▸ **Task**: Convert the records below into a Markdown table with the columns Row and Line, numbering each row and placing one line per row. Omit blank lines.

_ _ _ _ _

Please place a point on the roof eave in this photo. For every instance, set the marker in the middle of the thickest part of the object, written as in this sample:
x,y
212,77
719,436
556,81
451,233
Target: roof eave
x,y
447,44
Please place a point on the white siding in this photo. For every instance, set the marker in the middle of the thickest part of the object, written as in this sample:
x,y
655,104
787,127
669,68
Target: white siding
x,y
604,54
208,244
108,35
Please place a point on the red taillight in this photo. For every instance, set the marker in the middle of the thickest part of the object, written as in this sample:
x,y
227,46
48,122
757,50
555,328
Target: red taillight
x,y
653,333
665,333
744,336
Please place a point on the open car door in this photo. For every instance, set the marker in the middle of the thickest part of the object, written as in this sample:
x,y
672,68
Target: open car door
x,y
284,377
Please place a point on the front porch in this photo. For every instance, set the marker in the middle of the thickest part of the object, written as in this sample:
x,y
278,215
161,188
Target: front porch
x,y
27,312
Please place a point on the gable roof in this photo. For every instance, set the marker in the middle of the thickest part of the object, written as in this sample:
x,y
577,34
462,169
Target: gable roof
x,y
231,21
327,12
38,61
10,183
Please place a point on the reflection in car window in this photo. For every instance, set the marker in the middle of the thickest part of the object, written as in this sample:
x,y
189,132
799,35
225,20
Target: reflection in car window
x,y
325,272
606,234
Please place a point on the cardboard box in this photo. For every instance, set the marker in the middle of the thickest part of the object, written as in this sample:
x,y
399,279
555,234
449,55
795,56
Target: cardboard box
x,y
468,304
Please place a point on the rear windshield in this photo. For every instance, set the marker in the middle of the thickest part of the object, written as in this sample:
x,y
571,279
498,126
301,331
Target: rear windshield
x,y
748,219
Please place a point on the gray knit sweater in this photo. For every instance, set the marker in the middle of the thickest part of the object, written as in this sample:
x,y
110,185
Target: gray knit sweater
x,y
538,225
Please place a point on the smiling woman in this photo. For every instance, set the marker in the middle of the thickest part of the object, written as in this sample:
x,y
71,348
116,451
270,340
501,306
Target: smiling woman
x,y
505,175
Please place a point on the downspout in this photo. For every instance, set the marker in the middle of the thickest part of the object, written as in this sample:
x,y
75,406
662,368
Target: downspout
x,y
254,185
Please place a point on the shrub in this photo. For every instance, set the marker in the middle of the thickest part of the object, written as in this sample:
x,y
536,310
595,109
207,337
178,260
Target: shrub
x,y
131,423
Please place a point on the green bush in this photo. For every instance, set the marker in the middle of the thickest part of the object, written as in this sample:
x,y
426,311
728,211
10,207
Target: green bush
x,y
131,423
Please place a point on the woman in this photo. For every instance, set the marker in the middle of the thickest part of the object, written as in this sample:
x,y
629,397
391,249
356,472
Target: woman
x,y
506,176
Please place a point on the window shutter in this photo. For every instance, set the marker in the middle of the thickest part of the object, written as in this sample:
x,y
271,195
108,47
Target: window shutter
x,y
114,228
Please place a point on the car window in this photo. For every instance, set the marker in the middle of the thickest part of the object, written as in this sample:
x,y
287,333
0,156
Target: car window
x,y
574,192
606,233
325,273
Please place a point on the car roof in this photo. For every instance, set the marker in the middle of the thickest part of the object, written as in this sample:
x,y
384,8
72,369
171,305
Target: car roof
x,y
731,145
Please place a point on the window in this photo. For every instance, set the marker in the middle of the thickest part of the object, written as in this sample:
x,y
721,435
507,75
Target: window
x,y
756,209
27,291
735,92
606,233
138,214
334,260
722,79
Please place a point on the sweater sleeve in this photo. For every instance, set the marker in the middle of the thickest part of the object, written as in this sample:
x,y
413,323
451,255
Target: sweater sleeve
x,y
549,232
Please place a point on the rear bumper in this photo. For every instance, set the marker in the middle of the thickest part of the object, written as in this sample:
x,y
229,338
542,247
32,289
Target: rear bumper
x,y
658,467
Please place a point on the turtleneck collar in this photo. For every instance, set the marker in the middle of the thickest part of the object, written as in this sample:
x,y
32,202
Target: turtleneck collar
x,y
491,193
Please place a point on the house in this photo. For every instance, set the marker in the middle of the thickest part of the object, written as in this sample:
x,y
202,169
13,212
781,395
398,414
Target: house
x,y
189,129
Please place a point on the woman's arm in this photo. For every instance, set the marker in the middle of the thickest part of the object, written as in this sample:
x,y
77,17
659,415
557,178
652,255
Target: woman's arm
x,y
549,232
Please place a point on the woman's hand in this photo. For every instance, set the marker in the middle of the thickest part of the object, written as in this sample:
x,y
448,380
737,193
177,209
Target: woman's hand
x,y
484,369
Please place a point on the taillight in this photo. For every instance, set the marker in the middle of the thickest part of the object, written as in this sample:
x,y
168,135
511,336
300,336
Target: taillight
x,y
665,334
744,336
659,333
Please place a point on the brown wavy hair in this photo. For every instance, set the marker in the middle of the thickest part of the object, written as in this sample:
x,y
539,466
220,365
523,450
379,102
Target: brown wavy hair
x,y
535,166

_ _ _ _ _

▸ **Complete answer**:
| Row | Line |
|---|---|
| 1 | Please place a point on the roof eave in this photo. For every instance, set the marker in the middle of the thickest part of the object, written as in this sample: |
| 2 | x,y |
| 3 | 212,77 |
| 4 | 719,436 |
| 5 | 556,81 |
| 6 | 451,233 |
| 7 | Target: roof eave |
| 8 | x,y |
| 9 | 447,44 |
| 10 | Please place a point on the white siding in this photo. For every instance, set the marker in the middle of the thickest part of the object, written as in this sample: |
| 11 | x,y |
| 12 | 655,104 |
| 13 | 787,127 |
| 14 | 669,68 |
| 15 | Target: white siding |
| 16 | x,y |
| 17 | 604,54 |
| 18 | 208,244 |
| 19 | 108,35 |
| 20 | Please place a point on the red taillight in this photo. For every instance, set the marker in the middle of the thickest part of the object, written as in this sample: |
| 21 | x,y |
| 22 | 227,46 |
| 23 | 48,122 |
| 24 | 757,50 |
| 25 | 555,328 |
| 26 | Target: red taillight |
| 27 | x,y |
| 28 | 653,333 |
| 29 | 665,333 |
| 30 | 744,336 |
| 31 | Please place a point on the open car door in this photo. For every instance, set the marker in the middle of the thickest part of the object, written as in this sample: |
| 32 | x,y |
| 33 | 672,68 |
| 34 | Target: open car door |
| 35 | x,y |
| 36 | 284,377 |
| 37 | Please place a point on the front porch in this photo. For every instance, set the marker in the middle of the thickest part of the object, written as in this sample: |
| 38 | x,y |
| 39 | 278,215 |
| 40 | 161,188 |
| 41 | Target: front porch |
| 42 | x,y |
| 43 | 27,312 |
| 44 | Please place a point on the gable roof in this photo. For every instance, set the marker in the middle of the thickest part of the object, written as in this sample: |
| 45 | x,y |
| 46 | 577,34 |
| 47 | 462,169 |
| 48 | Target: gable roof |
| 49 | x,y |
| 50 | 231,21 |
| 51 | 327,12 |
| 52 | 38,61 |
| 53 | 10,183 |
| 54 | Please place a point on the reflection in car window in this photo. For every instance, set the marker in the middle of the thickest part of the object, written as in this sample: |
| 55 | x,y |
| 56 | 189,132 |
| 57 | 799,35 |
| 58 | 225,20 |
| 59 | Target: reflection in car window |
| 60 | x,y |
| 61 | 325,272 |
| 62 | 606,234 |
| 63 | Please place a point on the cardboard box in this photo. For every instance, set the marker in the middle of the thickest part of the object, written as in this sample: |
| 64 | x,y |
| 65 | 399,279 |
| 66 | 555,234 |
| 67 | 449,55 |
| 68 | 795,56 |
| 69 | Target: cardboard box |
| 70 | x,y |
| 71 | 468,304 |
| 72 | Please place a point on the rear windshield in this photo. For every instance, set the marker in the middle of the thickest part of the object, written as in this sample: |
| 73 | x,y |
| 74 | 571,279 |
| 75 | 498,126 |
| 76 | 301,331 |
| 77 | Target: rear windshield |
| 78 | x,y |
| 79 | 748,219 |
| 80 | Please place a point on the gray knit sweater in this photo. For every instance, set the marker in the middle of the thickest part of the object, written as in this sample: |
| 81 | x,y |
| 82 | 110,185 |
| 83 | Target: gray knit sweater |
| 84 | x,y |
| 85 | 538,225 |
| 86 | Please place a point on the smiling woman in this photo. For every instance, set the marker in the middle of the thickest part of the object, written as in this sample: |
| 87 | x,y |
| 88 | 71,348 |
| 89 | 116,451 |
| 90 | 270,340 |
| 91 | 501,306 |
| 92 | Target: smiling woman |
| 93 | x,y |
| 94 | 505,175 |
| 95 | Please place a point on the downspout in this photo. For every instance, set the marker in the middle of the thickest part of the object, written as in this sample: |
| 96 | x,y |
| 97 | 75,406 |
| 98 | 662,368 |
| 99 | Target: downspout |
| 100 | x,y |
| 101 | 254,185 |
| 102 | Please place a point on the shrub in this photo. For every instance, set the marker in the middle of the thickest part of the object, written as in this sample: |
| 103 | x,y |
| 104 | 536,310 |
| 105 | 595,109 |
| 106 | 207,337 |
| 107 | 178,260 |
| 108 | Target: shrub |
| 109 | x,y |
| 110 | 131,423 |
| 111 | Please place a point on the green bush in this photo. For every instance, set the marker in the middle of the thickest part of the object, written as in this sample: |
| 112 | x,y |
| 113 | 426,311 |
| 114 | 728,211 |
| 115 | 10,207 |
| 116 | Target: green bush |
| 117 | x,y |
| 118 | 131,423 |
| 119 | Please place a point on the woman in this photo. For every instance, set the marker in the middle of the thickest part of the object, written as in this sample: |
| 120 | x,y |
| 121 | 629,397 |
| 122 | 391,249 |
| 123 | 356,472 |
| 124 | Target: woman |
| 125 | x,y |
| 126 | 506,176 |
| 127 | Please place a point on the window shutter in this photo. For every instance, set the marker in the middle of the thickest part of the object, written as in this sample: |
| 128 | x,y |
| 129 | 271,195 |
| 130 | 108,47 |
| 131 | Target: window shutter |
| 132 | x,y |
| 133 | 114,228 |
| 134 | Please place a point on the car window in this photo. For every instance, set the marker in the middle of the thickest part of the object, written as in this sample: |
| 135 | x,y |
| 136 | 287,333 |
| 137 | 0,156 |
| 138 | Target: car window |
| 139 | x,y |
| 140 | 574,192 |
| 141 | 606,233 |
| 142 | 325,273 |
| 143 | Please place a point on the car roof in this photo. For every instance, set the marker in the middle of the thickest part of the object, written as in this sample: |
| 144 | x,y |
| 145 | 384,8 |
| 146 | 72,369 |
| 147 | 171,305 |
| 148 | Target: car roof |
| 149 | x,y |
| 150 | 731,145 |
| 151 | Please place a point on the window in this photo. For every instance, set the marker in the middle of the thickest part of the object, written as in this sample: |
| 152 | x,y |
| 153 | 721,435 |
| 154 | 507,75 |
| 155 | Target: window |
| 156 | x,y |
| 157 | 756,209 |
| 158 | 27,291 |
| 159 | 735,92 |
| 160 | 606,233 |
| 161 | 138,214 |
| 162 | 334,260 |
| 163 | 722,79 |
| 164 | Please place a point on the sweater sleeve in this photo. For every instance, set the marker in the middle of the thickest part of the object, written as in this sample: |
| 165 | x,y |
| 166 | 413,323 |
| 167 | 451,255 |
| 168 | Target: sweater sleeve |
| 169 | x,y |
| 170 | 549,232 |
| 171 | Please place a point on the rear bumper in this photo. For every instance, set the marker in the middle of the thickest part of the object, written as in this sample: |
| 172 | x,y |
| 173 | 229,338 |
| 174 | 542,247 |
| 175 | 32,289 |
| 176 | Target: rear bumper |
| 177 | x,y |
| 178 | 658,467 |
| 179 | Please place a point on the turtleneck collar in this photo. For every instance, set the marker in the middle of the thickest part of the object, written as in this sample: |
| 180 | x,y |
| 181 | 32,202 |
| 182 | Target: turtleneck collar |
| 183 | x,y |
| 184 | 491,193 |
| 185 | Please place a point on the house in this photo. For every instance, set the marker in the middle of the thickest part of the object, written as in this sample: |
| 186 | x,y |
| 187 | 202,169 |
| 188 | 13,212 |
| 189 | 781,395 |
| 190 | 398,414 |
| 191 | Target: house |
| 192 | x,y |
| 193 | 189,129 |
| 194 | Please place a point on the woman's arm in this photo. For every instance, set the marker in the middle of the thickest part of the object, written as in this sample: |
| 195 | x,y |
| 196 | 77,17 |
| 197 | 659,415 |
| 198 | 557,178 |
| 199 | 652,255 |
| 200 | Target: woman's arm |
| 201 | x,y |
| 202 | 549,232 |
| 203 | Please place a point on the woman's hand in this photo. For every instance, set the marker in the middle of the thickest part of the object, written as in this sample: |
| 204 | x,y |
| 205 | 448,380 |
| 206 | 737,193 |
| 207 | 177,209 |
| 208 | Target: woman's hand |
| 209 | x,y |
| 210 | 484,369 |
| 211 | Please place a point on the taillight in this photo. For every instance, set the marker in the middle of the thickest part of the object, written as in this sample: |
| 212 | x,y |
| 213 | 168,135 |
| 214 | 511,336 |
| 215 | 300,336 |
| 216 | Target: taillight |
| 217 | x,y |
| 218 | 665,334 |
| 219 | 744,336 |
| 220 | 659,333 |
| 221 | Please place a point on the brown wavy hair in this photo. For every instance, set the marker in the middle of the thickest part of the object, written as in this sample: |
| 222 | x,y |
| 223 | 539,466 |
| 224 | 220,365 |
| 225 | 523,450 |
| 226 | 379,102 |
| 227 | Target: brown wavy hair |
| 228 | x,y |
| 229 | 535,166 |